→ Goal of the exercise
Will you transcribe the entries that follow, exactly and in full?

— Start of Data for processing —

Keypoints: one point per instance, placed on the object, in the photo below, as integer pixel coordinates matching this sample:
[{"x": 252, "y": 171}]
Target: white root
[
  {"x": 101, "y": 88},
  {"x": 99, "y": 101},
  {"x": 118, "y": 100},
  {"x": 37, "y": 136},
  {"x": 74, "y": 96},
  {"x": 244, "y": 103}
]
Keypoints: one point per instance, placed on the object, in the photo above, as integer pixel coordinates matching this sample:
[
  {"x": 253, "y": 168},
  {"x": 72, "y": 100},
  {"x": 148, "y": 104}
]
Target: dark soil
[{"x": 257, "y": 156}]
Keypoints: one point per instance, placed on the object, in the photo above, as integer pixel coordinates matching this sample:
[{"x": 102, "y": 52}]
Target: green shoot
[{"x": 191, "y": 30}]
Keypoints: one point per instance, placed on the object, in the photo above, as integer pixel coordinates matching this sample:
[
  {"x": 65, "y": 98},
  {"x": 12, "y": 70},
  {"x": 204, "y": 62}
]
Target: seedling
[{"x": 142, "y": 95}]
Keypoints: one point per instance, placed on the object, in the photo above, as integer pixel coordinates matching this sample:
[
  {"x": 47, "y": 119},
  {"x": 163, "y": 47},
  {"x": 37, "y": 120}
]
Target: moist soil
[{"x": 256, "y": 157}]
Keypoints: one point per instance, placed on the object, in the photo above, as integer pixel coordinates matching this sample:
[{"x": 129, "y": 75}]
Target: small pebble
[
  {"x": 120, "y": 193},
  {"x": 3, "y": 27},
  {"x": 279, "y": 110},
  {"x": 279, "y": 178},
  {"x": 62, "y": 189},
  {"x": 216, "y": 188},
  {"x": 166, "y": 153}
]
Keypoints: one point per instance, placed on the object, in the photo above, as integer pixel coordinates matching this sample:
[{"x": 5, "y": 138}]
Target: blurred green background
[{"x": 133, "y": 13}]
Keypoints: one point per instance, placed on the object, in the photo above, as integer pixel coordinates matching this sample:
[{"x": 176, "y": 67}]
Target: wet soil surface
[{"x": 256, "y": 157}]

— End of Data for processing —

→ Finished task
Keypoints: one point per instance, placed on the object, in the photo below, as integer pixel coordinates matching this sample:
[{"x": 252, "y": 171}]
Target: white root
[
  {"x": 101, "y": 88},
  {"x": 99, "y": 101},
  {"x": 118, "y": 100},
  {"x": 37, "y": 136},
  {"x": 74, "y": 96},
  {"x": 244, "y": 103}
]
Keypoints: one point per instance, placed on the object, in the photo above, as integer pixel coordinates matching this sample:
[
  {"x": 253, "y": 168},
  {"x": 72, "y": 100},
  {"x": 148, "y": 104}
]
Target: dark soil
[{"x": 257, "y": 156}]
Keypoints: one point per instance, placed on the object, in the photo above, as integer pixel coordinates matching this sample:
[{"x": 102, "y": 52}]
Target: green shoot
[{"x": 191, "y": 30}]
Keypoints: one point per instance, placed on the object, in the photo above, as integer pixel coordinates matching this sample:
[
  {"x": 65, "y": 98},
  {"x": 12, "y": 70},
  {"x": 204, "y": 62}
]
Target: seedling
[{"x": 142, "y": 95}]
Keypoints: one point per instance, placed on the object, in the photo above, as integer pixel coordinates matching this sample:
[
  {"x": 47, "y": 119},
  {"x": 163, "y": 47},
  {"x": 37, "y": 120}
]
Target: moist soil
[{"x": 256, "y": 157}]
Keypoints: one point per instance, placed on the object, in the photo above, as integer pixel coordinates matching this sample:
[{"x": 129, "y": 75}]
Target: small pebble
[
  {"x": 120, "y": 193},
  {"x": 3, "y": 27},
  {"x": 279, "y": 110},
  {"x": 279, "y": 178},
  {"x": 62, "y": 189},
  {"x": 216, "y": 188},
  {"x": 166, "y": 153}
]
Keypoints: one point per instance, placed on the object, in the photo above, as integer pixel coordinates matching this sample:
[{"x": 5, "y": 138}]
Target: blurred green background
[{"x": 133, "y": 13}]
Keypoints: one point per instance, placed on the object, in the photo above, as integer pixel coordinates matching this sample:
[{"x": 176, "y": 67}]
Target: wet soil surface
[{"x": 256, "y": 157}]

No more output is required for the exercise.